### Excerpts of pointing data
* start *

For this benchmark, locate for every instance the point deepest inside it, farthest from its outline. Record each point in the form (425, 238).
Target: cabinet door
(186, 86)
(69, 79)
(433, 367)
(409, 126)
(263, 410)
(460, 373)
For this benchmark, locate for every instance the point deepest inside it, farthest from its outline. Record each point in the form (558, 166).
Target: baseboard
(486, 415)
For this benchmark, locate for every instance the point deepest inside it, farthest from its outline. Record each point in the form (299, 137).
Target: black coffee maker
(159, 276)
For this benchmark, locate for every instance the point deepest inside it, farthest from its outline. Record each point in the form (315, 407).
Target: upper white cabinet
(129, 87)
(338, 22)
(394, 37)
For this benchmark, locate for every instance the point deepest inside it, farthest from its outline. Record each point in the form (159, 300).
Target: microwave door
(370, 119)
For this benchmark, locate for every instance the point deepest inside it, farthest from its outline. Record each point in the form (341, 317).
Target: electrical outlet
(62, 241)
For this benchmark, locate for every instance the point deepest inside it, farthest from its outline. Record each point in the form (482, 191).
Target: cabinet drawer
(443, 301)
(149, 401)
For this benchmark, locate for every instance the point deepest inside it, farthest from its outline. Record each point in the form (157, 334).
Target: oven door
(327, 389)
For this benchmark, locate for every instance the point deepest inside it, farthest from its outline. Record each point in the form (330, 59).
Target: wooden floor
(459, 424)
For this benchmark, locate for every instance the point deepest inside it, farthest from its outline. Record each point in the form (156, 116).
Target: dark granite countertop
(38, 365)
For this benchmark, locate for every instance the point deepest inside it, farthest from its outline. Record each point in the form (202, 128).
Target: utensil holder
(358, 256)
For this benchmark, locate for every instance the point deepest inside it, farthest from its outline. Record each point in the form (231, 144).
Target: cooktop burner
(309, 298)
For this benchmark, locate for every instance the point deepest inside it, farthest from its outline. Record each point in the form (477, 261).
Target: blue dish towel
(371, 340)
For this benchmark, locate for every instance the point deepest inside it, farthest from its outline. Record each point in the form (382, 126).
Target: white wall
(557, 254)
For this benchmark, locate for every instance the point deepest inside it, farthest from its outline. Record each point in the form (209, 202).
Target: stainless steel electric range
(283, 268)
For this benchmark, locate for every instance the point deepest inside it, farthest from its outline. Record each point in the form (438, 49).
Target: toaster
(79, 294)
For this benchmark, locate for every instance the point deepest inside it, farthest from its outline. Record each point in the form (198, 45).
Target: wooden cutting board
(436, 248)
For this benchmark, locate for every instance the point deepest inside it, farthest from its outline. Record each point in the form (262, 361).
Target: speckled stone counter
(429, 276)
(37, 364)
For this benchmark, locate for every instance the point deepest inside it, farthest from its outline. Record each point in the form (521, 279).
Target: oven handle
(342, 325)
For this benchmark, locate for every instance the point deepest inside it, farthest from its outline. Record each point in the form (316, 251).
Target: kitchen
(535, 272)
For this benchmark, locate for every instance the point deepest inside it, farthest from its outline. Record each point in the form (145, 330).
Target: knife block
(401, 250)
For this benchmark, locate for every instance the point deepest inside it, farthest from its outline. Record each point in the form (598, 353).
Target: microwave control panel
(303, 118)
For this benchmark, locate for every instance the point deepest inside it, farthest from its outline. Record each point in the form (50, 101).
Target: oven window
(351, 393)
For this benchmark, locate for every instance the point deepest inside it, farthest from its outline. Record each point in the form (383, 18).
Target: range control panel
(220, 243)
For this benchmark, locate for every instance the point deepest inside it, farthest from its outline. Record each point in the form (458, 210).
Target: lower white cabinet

* end *

### Job
Reproduce each line verbatim.

### Answer to this problem
For this benchmark, locate for every instance the point deepest inside it, farthest from its outline. Record each point in the form (425, 238).
Target: cabinet door
(186, 86)
(69, 79)
(433, 367)
(409, 126)
(263, 410)
(460, 373)
For this benchmark, locate for every instance the point deepest inside it, farthest from its outline. Record each point in the form (558, 166).
Target: baseboard
(486, 415)
For this benchmark, locate for every instance the point deepest inside it, farthest from its outline. Record each point in the form (299, 137).
Target: black coffee maker
(159, 276)
For this benchmark, locate for every instance the point deepest inside it, farthest from its outline. Record each point in the form (315, 407).
Target: upper white cabinet
(129, 87)
(338, 22)
(394, 37)
For this benchmark, locate for every instance the point deepest inside it, farthest from its outline. Record each point in the form (159, 300).
Target: microwave door
(370, 119)
For this benchmark, locate for every instance the point deepest inside it, farthest from its outline. Record each point in the form (341, 317).
Target: electrical outlet
(62, 241)
For this benchmark, locate for every instance the point deepest inside it, farthest from its outline. Record each point in the form (482, 191).
Target: cabinet drawer
(443, 301)
(149, 401)
For this benchmark, locate for every instance the point deepest inside it, farthest from its outline. Record each point in the form (157, 334).
Target: oven door
(327, 389)
For this benchmark, locate for every instance the point deepest inside it, farthest from its outline. Record each point in the form (330, 59).
Target: wooden floor
(459, 424)
For this benchmark, locate for every instance the point deepest inside it, farthest from its outline. Record each point in the form (156, 116).
Target: dark granite countertop
(38, 365)
For this benchmark, locate for every instance the point deepest inside it, farthest from its outline. Record each point in the form (202, 128).
Target: utensil holder
(358, 256)
For this benchmark, locate for every instance the point deepest inside it, farthest from its outline. Record each point in the form (231, 144).
Target: cooktop burner
(309, 298)
For this benchmark, locate for every instance the point deepest inside it, farthest from its outline. Record each point in the form (477, 261).
Target: blue dish towel
(371, 340)
For this benchmark, locate for every instance the point deepest inside it, farthest from its outline. Record each point in the form (382, 126).
Target: white wall
(557, 254)
For this benchmark, locate for every instance the point deepest inside it, farthest from its outline. Record each point in the form (209, 202).
Target: stainless steel electric range
(283, 268)
For this benchmark, locate for every instance the point deepest inside it, farthest from its outline. Record each point in the form (438, 49).
Target: toaster
(79, 294)
For this benchmark, locate for every instance the point deepest inside it, farthest from its outline. Record each point in the form (198, 45).
Target: wooden cutting board
(436, 248)
For this benchmark, locate for every instance the point deepest inside it, farthest from its outline. Record each point in the form (262, 361).
Target: speckled stone counter
(429, 276)
(37, 364)
For this benchmark, locate for every instance the point deepest inside it, farthest from its outline. Record each point in the form (521, 279).
Target: oven handle
(342, 325)
For this benchmark, locate for every instance the point deepest inside it, farthest from its outline. Record each point in the form (316, 251).
Target: kitchen
(535, 272)
For this benchmark, locate for every instance the point deepest inside it, farthest from its outline. Record each point in the form (145, 330).
Target: knife block
(401, 250)
For this benchmark, locate for every instance the point deepest inside it, farthest from its outline. Record each point in the form (598, 353).
Target: microwave control panel
(303, 118)
For this benchmark, locate for every instance the point deepest inside it, farthest from its outline. Record each point in the form (50, 101).
Target: oven window
(351, 393)
For this benchmark, locate for every instance the point deepest inside it, farthest from its outline. Record each point in the form (383, 18).
Target: range control panel
(220, 243)
For this benchmark, locate for every instance the point deepest inside it, farthest from its outline. Record each point in the form (458, 210).
Target: lower white cabinet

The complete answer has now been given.